-- Direction 1 --
In the prism volume question below, what output does the volume formula calculation return?

-- Page extract --
--- --- ---
# How can I calculate the volume of spatial geometry?

In the square prism ABCD A1B1C1D1, AB=2, A1B1=1, AA1=Sqrt [2], what is the volume of this prism?

It is easy to calculate its volume using the volume formula:

In[489]:= v = 1/3 (4 + 1 + 2) Sqrt[3/2]

Out[489]= 7/Sqrt[6]


Is there another method to calculate the volume of the regular quadrilateral prism based on the known conditions in the software and the graph? That is to say, for any drawn spatial geometry, what method is there to calculate their volume?
--- --- ---
-- Source records --
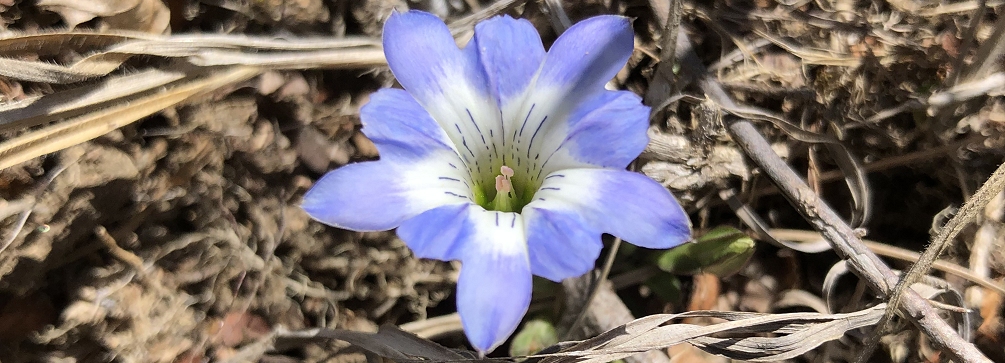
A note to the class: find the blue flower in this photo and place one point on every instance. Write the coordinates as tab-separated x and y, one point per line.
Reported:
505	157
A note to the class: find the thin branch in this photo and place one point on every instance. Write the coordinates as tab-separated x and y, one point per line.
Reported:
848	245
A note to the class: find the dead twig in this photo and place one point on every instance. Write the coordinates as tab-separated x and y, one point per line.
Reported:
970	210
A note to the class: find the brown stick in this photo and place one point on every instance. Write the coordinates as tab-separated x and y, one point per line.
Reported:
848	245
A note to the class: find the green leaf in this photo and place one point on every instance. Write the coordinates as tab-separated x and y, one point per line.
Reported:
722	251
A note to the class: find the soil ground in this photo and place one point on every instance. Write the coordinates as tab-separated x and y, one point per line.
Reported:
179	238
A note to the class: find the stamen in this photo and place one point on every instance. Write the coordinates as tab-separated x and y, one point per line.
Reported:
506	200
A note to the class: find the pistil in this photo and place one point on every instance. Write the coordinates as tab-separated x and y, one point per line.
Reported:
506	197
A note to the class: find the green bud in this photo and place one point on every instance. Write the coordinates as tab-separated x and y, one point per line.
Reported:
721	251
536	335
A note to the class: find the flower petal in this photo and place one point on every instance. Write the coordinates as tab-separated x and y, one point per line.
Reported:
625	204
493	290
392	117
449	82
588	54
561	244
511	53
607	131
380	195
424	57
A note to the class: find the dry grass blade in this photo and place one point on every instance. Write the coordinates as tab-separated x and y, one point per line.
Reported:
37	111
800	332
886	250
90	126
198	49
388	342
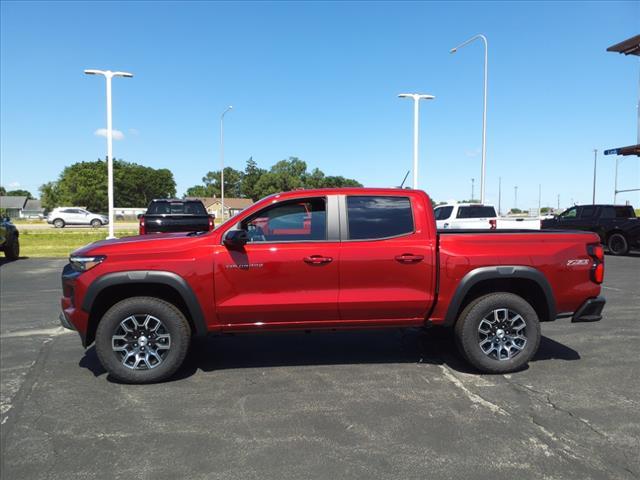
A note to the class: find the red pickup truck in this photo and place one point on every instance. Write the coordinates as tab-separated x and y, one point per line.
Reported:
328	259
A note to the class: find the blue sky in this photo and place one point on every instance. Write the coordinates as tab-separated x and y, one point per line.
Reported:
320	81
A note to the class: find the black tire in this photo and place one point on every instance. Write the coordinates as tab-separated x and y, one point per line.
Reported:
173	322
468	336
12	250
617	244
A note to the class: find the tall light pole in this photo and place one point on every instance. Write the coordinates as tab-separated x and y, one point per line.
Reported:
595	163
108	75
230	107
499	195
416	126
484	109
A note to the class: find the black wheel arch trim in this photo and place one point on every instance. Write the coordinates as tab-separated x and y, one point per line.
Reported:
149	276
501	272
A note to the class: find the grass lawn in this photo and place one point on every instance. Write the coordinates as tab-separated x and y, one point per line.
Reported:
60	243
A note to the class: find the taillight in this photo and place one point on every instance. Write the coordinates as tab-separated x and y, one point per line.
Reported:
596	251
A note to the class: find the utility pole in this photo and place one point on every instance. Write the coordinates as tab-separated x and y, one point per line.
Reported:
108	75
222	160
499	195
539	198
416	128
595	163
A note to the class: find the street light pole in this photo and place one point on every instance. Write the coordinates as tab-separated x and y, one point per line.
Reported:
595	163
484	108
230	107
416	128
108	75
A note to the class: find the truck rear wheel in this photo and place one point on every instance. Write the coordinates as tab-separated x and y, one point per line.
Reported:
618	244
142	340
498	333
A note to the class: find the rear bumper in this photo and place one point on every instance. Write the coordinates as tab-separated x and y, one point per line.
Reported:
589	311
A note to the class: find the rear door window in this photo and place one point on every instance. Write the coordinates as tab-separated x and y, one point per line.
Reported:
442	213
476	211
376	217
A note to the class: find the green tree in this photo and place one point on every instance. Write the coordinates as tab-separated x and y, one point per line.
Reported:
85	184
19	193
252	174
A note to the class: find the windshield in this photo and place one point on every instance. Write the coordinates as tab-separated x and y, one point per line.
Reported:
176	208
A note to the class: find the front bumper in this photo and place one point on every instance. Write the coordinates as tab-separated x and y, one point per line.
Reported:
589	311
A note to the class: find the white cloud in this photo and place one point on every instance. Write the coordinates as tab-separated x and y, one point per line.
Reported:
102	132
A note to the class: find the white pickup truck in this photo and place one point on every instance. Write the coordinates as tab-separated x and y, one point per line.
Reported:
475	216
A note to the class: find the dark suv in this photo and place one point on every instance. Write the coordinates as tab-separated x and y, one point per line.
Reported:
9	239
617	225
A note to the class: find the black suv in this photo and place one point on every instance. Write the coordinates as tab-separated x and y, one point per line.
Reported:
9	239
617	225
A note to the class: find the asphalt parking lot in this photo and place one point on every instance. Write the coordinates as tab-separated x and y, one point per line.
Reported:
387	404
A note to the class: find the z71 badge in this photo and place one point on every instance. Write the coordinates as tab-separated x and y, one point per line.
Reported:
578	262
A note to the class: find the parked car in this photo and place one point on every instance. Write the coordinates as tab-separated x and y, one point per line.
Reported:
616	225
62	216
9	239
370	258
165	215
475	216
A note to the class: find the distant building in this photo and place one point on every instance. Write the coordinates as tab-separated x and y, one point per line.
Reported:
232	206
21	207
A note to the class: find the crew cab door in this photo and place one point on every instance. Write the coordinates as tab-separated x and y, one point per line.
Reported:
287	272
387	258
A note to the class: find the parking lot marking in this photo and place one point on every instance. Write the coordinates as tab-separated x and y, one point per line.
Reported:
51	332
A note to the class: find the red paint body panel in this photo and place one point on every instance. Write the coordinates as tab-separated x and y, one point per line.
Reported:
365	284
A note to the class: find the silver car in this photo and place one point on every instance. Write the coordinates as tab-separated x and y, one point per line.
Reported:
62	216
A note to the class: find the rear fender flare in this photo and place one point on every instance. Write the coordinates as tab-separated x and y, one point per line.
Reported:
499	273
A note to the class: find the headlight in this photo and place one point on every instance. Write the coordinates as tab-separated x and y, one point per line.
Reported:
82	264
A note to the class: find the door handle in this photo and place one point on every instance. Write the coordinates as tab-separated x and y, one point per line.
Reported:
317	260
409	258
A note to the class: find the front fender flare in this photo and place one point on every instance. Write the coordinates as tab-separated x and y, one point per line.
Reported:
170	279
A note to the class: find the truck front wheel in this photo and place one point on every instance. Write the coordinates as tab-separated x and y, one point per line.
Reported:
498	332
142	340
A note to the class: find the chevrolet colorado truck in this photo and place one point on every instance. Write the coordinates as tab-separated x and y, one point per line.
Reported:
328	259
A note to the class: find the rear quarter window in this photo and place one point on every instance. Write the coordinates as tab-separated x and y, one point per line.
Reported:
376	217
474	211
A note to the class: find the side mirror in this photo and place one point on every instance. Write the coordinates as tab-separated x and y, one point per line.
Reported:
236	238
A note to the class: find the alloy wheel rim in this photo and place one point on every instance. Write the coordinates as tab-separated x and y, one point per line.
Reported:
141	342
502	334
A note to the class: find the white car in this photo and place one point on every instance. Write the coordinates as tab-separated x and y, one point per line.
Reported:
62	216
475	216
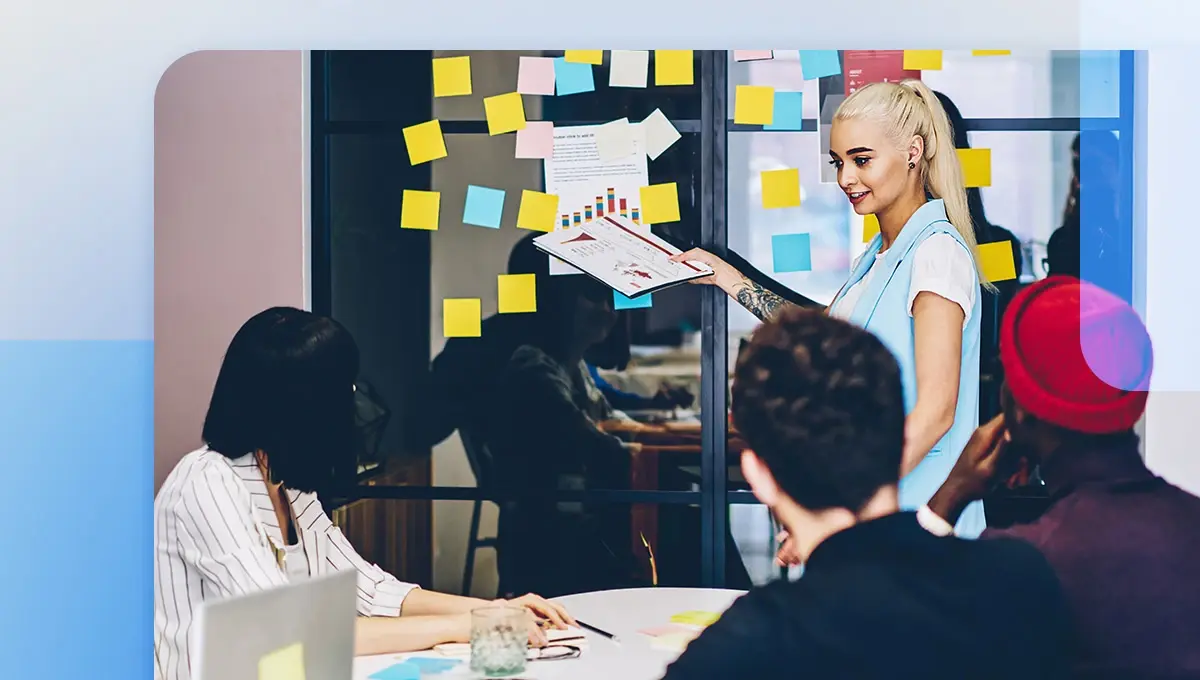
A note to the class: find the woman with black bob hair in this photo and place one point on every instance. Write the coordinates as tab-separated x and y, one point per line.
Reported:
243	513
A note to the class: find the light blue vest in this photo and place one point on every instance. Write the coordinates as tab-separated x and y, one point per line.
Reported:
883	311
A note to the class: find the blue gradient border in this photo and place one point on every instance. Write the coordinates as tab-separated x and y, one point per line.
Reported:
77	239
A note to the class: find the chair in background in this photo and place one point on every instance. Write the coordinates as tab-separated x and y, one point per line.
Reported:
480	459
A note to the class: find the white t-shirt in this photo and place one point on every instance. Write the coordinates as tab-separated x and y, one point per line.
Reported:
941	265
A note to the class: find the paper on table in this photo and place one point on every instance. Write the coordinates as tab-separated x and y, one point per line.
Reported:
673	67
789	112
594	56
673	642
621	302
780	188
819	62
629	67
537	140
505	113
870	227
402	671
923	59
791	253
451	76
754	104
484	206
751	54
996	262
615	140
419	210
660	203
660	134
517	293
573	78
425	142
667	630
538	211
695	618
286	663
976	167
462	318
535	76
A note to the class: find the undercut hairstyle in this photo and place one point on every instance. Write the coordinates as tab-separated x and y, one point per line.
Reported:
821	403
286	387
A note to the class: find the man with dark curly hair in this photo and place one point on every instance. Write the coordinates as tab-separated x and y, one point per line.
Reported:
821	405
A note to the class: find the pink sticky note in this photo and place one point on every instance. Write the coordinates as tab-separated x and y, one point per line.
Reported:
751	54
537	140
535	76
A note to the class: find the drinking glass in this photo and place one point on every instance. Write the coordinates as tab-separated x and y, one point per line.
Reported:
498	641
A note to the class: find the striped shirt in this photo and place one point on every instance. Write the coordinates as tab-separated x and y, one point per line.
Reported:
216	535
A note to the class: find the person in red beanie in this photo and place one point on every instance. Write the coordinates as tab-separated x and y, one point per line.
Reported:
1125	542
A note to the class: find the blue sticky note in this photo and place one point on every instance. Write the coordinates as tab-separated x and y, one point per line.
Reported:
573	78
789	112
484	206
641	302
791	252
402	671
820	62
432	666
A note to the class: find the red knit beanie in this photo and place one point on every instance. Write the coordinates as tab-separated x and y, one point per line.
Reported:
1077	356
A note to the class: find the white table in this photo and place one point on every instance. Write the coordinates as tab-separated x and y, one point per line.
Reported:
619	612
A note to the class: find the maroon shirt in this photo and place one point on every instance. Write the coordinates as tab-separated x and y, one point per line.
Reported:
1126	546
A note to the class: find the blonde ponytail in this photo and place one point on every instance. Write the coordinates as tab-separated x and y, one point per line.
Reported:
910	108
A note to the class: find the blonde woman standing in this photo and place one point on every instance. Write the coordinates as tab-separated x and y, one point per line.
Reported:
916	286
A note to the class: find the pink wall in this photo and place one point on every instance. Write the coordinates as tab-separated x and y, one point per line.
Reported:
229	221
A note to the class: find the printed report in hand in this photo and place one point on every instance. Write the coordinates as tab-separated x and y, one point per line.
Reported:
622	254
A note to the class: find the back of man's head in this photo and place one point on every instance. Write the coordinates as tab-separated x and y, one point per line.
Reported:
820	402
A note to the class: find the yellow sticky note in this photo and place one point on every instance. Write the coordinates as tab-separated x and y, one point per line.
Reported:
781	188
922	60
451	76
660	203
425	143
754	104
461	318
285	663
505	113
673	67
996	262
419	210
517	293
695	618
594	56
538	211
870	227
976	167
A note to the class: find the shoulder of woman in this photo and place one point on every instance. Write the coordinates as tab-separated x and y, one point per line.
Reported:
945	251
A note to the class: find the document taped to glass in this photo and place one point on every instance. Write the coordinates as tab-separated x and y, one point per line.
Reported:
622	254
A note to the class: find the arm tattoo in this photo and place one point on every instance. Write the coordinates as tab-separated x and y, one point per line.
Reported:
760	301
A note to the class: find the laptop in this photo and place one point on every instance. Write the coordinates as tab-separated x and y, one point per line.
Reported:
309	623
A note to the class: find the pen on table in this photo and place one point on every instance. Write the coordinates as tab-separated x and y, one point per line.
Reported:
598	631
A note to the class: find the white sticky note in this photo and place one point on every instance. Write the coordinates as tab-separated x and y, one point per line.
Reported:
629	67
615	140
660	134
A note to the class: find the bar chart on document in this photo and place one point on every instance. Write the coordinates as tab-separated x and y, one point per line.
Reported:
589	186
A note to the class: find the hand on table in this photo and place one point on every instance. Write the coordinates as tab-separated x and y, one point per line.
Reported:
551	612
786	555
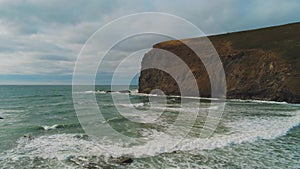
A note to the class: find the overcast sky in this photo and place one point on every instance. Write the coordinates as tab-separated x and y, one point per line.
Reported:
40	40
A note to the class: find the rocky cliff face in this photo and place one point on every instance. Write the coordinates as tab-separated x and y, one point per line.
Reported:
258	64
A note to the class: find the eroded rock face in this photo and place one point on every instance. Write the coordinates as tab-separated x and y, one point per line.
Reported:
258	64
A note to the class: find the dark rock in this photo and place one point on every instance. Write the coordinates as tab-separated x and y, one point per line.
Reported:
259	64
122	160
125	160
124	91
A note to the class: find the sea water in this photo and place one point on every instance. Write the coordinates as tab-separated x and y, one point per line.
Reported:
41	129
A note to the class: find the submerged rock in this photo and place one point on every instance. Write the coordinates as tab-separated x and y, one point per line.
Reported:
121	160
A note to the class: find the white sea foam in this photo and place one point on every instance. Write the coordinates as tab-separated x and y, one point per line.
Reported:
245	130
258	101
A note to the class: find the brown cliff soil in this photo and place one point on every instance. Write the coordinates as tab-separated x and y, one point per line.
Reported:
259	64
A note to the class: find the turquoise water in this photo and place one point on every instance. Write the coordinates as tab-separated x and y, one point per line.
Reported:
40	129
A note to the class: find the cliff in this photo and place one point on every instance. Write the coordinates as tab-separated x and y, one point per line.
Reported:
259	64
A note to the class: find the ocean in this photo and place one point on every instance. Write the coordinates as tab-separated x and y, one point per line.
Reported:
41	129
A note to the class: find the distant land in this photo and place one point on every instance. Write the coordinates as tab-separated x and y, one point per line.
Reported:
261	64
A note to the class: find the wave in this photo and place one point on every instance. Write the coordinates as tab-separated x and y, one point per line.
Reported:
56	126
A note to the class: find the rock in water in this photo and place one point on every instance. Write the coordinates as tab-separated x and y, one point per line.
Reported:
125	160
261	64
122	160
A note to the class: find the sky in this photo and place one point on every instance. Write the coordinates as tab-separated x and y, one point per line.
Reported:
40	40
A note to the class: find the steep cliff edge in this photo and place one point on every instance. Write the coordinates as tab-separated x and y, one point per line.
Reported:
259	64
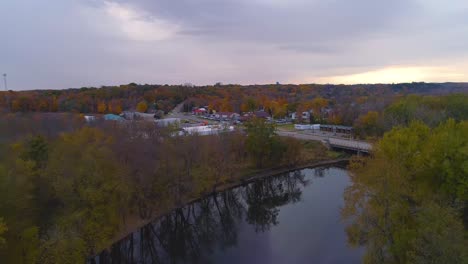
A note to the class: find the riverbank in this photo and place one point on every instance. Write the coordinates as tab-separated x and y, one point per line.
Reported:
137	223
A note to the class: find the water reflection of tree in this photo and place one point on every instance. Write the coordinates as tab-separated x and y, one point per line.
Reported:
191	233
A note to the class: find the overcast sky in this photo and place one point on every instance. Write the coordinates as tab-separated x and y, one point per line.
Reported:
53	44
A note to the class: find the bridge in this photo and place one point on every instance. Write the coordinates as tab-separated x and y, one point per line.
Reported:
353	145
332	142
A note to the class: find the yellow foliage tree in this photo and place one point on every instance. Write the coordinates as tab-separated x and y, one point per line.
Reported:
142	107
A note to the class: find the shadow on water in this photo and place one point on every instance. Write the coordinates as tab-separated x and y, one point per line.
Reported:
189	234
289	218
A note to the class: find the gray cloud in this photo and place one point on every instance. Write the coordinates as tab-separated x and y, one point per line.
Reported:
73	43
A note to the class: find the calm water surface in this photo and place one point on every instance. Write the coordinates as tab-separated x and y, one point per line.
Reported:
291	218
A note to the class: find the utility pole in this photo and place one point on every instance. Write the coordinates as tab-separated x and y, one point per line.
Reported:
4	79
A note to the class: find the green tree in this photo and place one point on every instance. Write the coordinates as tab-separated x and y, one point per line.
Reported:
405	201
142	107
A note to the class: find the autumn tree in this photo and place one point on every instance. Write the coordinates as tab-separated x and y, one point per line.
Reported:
--- --- ---
-- Direction 2 --
Please extract every line of the listing above that contains the string "flare", treating case as significant.

-- Correct result 1 --
7/Sqrt[6]

-- Correct result 2 --
A note to the class: find the rear fender flare in this photo and place one point on every instance. Write the coordinates as tab-separated x and y, one point per line.
A note to the class: find the front fender flare in this photo and place one point on every instance. Write the coordinates as tab-separated x and y, one point per line.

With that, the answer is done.